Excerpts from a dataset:
=======
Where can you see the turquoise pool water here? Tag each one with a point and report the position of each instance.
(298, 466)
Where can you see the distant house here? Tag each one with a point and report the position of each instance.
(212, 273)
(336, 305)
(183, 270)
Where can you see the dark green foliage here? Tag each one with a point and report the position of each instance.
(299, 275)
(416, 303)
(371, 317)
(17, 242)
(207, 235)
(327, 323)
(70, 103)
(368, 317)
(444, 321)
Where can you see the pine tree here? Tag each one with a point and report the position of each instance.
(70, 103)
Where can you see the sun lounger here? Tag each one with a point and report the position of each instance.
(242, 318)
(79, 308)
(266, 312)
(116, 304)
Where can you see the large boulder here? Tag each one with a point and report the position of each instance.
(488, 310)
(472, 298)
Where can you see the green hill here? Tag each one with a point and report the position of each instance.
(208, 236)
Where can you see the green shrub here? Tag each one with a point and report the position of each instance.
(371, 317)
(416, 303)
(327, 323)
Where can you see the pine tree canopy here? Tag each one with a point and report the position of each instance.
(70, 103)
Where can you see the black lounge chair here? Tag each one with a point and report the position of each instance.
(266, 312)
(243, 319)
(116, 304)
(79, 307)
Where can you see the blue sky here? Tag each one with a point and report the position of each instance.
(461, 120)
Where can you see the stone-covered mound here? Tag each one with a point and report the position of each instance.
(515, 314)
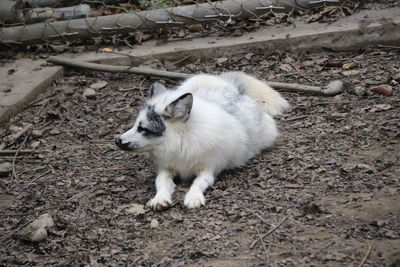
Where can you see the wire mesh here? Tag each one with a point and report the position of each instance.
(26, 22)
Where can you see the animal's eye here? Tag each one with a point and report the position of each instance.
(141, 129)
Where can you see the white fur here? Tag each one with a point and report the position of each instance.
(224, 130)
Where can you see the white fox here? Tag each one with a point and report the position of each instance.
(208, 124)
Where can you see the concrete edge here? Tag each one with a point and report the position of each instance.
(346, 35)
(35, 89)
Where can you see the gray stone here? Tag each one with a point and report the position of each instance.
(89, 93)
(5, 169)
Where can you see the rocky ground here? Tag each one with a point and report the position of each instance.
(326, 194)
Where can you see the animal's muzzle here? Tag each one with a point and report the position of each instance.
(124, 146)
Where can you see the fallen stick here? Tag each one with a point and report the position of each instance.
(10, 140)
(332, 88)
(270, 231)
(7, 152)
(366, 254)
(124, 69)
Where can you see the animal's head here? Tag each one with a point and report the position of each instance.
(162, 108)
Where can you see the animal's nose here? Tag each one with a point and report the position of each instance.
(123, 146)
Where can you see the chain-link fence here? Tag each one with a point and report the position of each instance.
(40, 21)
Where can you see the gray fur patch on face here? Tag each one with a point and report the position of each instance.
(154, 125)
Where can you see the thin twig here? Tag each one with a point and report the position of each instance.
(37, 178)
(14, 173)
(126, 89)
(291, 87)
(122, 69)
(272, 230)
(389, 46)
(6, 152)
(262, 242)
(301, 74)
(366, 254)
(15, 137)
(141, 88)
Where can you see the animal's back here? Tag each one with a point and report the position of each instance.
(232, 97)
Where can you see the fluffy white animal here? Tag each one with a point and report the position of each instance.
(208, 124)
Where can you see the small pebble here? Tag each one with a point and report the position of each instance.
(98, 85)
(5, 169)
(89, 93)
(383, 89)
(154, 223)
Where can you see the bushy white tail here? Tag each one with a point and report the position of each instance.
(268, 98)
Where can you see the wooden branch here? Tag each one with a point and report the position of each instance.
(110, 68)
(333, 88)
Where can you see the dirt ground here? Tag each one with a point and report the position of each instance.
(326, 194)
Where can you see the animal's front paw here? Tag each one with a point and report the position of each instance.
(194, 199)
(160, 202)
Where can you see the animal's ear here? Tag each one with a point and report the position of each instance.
=======
About this task: When you copy the entries, keep every word exactly as it stands and drop any pictures.

Reply:
Where can you see the turquoise pool water here? Tag each one with a point and report the position of each instance.
(298, 466)
Where can you see the distant house here? Tag each one with a point and report the position of each instance.
(212, 273)
(336, 305)
(183, 270)
Where can you see the dark green foliage here? Tag each one with a point and report the position of each instance.
(299, 275)
(416, 303)
(371, 317)
(17, 242)
(207, 235)
(327, 323)
(70, 103)
(368, 317)
(444, 321)
Where can you see the pine tree here? Tag each one with a point and report the position of each instance.
(70, 103)
Where can you see the sun lounger here? Tag each one with a point and report the position of each instance.
(242, 318)
(79, 308)
(266, 312)
(116, 304)
Where can you see the large boulder here? Tag each one with a point and report the position of each instance.
(488, 310)
(472, 298)
Where can you see the green hill here? Tag each one with a point and report the position of each instance.
(208, 236)
Where can you see the green shrub here? Tag each one with a point and report the position of each instance.
(371, 317)
(416, 303)
(327, 323)
Where can you see the pine tree canopy here? Tag each one with a point and report the position of each instance.
(70, 103)
Where can you see the black lounge chair here? Tag each one with a point and report the position of each instance.
(266, 312)
(243, 319)
(116, 304)
(79, 307)
Where can you see the blue sky here? Tag each one with a point and report the position of each instance.
(461, 120)
Where can you see the stone-covered mound here? Tag each one with a point and report the position of each instance.
(515, 314)
Where can you see the wire mesh here? Tag each one with a point and report the position of each instance.
(26, 22)
Where can you see the animal's eye here? Tag each one with a point and report the position of each instance.
(141, 129)
Where can you see the white fur here? Tag each one with a point and report the position of each instance.
(224, 130)
Where can you see the white fox here? Tag each one with a point and report the position of each instance.
(208, 124)
Where can you see the concrete edge here? Tag each one with a point and report the position of each instance.
(346, 35)
(35, 89)
Where can you see the gray stone here? Tag each one with a point and report the position of each instance.
(89, 93)
(5, 169)
Where can you see the rocky ground here? Tag each one with a point and report the position of each instance.
(326, 194)
Where can you see the animal's muzzle here? Tag each one with a point and report the position of each instance.
(124, 146)
Where can you see the fallen stick here? Tag each one with a point and report the position of each instance.
(10, 140)
(332, 88)
(270, 231)
(7, 152)
(366, 254)
(124, 69)
Where can you see the animal's head here? Tag each one with a point and report the position of each instance.
(162, 108)
Where can you see the animal's nose here? Tag each one with a point and report the position of each instance.
(123, 146)
Where can you see the chain-link fence here? Tag each one with a point and report the position of each instance.
(40, 21)
Where can you see the gray fur patch on face here? Tag each one with a point and report the position of each instance.
(154, 125)
Where can you see the thin twig here? Tag each one with a point and report the position of each instance.
(37, 178)
(14, 173)
(126, 89)
(291, 87)
(122, 69)
(272, 230)
(389, 46)
(6, 152)
(262, 242)
(301, 74)
(366, 254)
(15, 137)
(141, 88)
Where can you see the animal's back here? Tag each one with a point and report the position of each instance.
(232, 97)
Where can you see the fluffy white animal here? Tag each one with a point and report the position of each instance.
(208, 124)
Where can you see the small pebble here? Tag each one with a point and report the position of each instance.
(98, 85)
(5, 169)
(89, 93)
(383, 89)
(154, 223)
Where can you see the bushy white tail here? Tag each one with a point and report the position of each instance.
(268, 98)
Where can you see the wooden branch here? Tag each one with a point and report the position of each instance.
(110, 68)
(333, 88)
Where can you see the dirt ground here? Tag each one with a point and report the position of each instance.
(326, 194)
Where can you see the animal's front paw here? Tag each one with a point and report the position of each instance.
(194, 199)
(160, 202)
Where can you see the animal's ear here? Tag each one with a point and report the position of each instance.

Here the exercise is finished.